CONSIGNE
D'après l'extrait ci-dessous sur le protocole nord-irlandais, pourquoi une réunion du comité mixte UE-Royaume-Uni sur l'accord de retrait doit-elle se tenir dans les prochaines semaines ?

EXTRAIT DU TEXTE
********
Après d’intenses et laborieuses négociations, l’UE et le Royaume-Uni ont finalement conclu le 27 février un accord politique de principe concernant le protocole nord-irlandais afin de trouver des solutions pratiques pour lever les barrières commerciales en mer d’Irlande (documents en anglais). Au niveau sanitaire et phytosanitaire, il permettra d’instaurer une « voie verte » par laquelle les produits agroalimentaires de détail en provenance de Grande-Bretagne destinés à être vendues en Irlande du Nord seront soumis à des exigences de certification et des contrôles minimaux. Les normes britanniques de santé publique s’appliqueront à ces produits. En revanche, les marchandises en provenance de Grande-Bretagne et destinées à la vente en Irlande et dans le reste de l’UE passeront par la « voie rouge » et feraient l’objet de contrôles douaniers et d’inspections sanitaires (végétales et animales) plus stricts. Cet arrangement est aussi assorti d’une série de garanties, notamment des installations d’inspection SPS et un étiquetage qui seront introduits progressivement. Lorsque ces mesures de protection seront pleinement en place, les contrôles d’identité seront réduits à 5 % seulement. Au niveau douanier, l’accord établit un nouveau système d’opérateurs de confiance qui permettra aux marchandises agroalimentaires qui ne risquent pas d’entrer dans le marché unique de bénéficier de procédures simplifiées. À défaut, des contrôles douaniers complets seront appliqués. Pour une application rapide du texte, une réunion du comité mixte UE-Royaume-Uni sur l’accord de retrait aura lieu dans les prochaines semaines, assurent les deux parties.
********
Entrées stockées du jeu de données:
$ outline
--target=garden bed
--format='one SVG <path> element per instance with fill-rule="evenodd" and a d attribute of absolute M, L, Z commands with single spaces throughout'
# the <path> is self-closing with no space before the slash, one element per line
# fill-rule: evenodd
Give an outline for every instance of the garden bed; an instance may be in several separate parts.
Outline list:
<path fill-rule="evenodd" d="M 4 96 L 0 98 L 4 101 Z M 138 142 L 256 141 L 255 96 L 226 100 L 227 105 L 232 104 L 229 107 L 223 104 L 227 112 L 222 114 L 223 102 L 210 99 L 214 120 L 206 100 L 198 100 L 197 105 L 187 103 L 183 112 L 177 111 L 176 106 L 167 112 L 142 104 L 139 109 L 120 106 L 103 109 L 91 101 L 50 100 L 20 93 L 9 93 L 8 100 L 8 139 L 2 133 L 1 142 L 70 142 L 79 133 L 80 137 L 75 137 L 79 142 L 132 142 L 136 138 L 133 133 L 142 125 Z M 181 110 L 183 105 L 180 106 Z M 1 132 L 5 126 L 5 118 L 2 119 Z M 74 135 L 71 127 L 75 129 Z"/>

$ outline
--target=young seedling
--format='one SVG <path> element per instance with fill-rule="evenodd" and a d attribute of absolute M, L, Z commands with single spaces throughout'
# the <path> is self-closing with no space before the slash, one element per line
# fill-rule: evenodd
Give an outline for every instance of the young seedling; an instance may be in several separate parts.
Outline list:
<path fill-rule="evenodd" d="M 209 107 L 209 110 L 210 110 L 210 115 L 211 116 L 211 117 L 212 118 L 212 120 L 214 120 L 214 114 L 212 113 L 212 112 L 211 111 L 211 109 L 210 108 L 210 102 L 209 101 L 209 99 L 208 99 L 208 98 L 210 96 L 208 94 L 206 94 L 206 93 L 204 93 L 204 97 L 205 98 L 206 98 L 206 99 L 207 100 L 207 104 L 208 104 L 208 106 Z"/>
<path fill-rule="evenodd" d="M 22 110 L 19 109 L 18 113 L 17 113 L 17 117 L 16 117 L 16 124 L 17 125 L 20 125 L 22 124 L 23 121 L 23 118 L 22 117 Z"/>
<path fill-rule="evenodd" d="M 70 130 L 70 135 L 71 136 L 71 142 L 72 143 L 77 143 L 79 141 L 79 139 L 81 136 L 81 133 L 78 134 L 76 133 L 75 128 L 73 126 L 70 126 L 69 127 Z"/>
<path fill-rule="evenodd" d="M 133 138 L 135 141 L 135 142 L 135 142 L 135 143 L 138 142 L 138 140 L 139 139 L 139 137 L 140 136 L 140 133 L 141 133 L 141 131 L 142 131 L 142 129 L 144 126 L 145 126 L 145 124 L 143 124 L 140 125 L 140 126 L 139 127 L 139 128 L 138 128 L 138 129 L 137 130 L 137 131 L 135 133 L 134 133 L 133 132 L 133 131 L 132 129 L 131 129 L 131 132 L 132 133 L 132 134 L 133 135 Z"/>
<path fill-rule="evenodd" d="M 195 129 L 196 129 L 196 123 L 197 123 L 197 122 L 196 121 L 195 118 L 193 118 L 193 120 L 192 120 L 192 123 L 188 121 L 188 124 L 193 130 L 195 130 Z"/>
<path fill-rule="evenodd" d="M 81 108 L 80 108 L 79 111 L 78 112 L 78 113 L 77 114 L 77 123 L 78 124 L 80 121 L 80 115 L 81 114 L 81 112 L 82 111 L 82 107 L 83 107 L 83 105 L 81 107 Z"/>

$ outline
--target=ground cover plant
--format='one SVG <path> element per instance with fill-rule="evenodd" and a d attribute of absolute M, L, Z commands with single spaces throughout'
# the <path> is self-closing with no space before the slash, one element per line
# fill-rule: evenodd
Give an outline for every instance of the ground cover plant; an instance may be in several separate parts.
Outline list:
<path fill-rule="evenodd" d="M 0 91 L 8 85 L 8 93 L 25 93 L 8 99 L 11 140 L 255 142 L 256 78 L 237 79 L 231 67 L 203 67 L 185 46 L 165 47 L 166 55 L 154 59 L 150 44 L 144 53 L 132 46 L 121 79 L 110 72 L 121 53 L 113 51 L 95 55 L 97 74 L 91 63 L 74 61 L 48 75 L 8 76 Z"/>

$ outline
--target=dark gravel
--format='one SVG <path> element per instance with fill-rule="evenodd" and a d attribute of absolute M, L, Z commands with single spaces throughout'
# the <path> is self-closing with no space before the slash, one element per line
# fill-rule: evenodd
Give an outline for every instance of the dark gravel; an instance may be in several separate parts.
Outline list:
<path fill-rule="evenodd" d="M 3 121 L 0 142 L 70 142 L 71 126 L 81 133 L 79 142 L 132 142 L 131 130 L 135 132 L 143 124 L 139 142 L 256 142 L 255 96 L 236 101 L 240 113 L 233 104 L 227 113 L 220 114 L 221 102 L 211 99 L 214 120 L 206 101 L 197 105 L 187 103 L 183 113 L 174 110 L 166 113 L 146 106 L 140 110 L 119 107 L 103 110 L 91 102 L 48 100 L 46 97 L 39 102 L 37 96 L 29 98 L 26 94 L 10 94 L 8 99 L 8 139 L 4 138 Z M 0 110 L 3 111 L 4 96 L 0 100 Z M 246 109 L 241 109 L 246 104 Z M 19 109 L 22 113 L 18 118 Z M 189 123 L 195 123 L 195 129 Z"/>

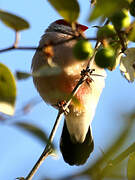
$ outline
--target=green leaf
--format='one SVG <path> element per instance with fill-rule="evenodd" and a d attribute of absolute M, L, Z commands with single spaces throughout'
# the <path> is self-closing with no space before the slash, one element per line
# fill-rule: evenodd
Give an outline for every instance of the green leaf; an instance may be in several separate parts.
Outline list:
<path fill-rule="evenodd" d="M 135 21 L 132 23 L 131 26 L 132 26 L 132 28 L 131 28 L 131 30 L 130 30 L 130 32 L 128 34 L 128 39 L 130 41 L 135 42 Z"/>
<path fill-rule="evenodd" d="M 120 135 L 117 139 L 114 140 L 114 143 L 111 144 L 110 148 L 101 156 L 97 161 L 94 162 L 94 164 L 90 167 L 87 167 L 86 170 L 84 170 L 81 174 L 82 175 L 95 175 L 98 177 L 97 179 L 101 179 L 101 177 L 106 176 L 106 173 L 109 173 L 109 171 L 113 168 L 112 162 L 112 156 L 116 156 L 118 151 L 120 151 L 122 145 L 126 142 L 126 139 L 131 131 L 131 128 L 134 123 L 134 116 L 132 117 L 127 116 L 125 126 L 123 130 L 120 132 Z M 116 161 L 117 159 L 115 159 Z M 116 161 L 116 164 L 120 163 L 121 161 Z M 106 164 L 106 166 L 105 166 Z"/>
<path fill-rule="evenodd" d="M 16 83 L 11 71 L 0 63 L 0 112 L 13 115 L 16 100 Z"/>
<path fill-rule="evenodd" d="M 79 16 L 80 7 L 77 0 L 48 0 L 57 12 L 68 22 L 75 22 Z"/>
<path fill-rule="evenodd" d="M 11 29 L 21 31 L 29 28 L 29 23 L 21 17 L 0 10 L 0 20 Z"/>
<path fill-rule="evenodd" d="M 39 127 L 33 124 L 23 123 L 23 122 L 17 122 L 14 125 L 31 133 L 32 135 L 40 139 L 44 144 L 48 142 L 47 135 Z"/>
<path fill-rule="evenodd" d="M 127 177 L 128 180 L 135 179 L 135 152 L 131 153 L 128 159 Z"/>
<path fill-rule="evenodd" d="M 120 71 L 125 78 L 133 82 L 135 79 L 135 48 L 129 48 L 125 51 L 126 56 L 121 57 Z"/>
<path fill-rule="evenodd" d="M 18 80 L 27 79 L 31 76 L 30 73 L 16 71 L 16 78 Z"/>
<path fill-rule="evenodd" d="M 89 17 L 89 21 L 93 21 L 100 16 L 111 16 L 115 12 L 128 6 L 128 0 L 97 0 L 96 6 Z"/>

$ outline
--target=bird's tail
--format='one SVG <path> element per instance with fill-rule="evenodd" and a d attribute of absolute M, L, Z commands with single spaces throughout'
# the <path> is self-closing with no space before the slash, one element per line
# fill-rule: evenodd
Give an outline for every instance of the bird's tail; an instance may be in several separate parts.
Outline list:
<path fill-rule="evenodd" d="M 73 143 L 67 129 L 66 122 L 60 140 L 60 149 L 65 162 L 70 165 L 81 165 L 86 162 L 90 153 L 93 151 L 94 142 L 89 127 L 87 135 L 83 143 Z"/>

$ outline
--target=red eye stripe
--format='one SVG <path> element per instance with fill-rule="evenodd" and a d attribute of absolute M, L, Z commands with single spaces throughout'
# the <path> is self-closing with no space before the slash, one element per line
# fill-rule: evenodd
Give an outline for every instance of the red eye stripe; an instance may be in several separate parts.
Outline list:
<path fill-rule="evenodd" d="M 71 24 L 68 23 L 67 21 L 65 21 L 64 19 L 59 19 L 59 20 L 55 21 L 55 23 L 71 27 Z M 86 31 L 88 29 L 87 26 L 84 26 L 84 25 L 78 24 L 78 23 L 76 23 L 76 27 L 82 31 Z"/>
********
RÉSULTAT
Les deux parties assurent que cette réunion doit permettre une application rapide du texte.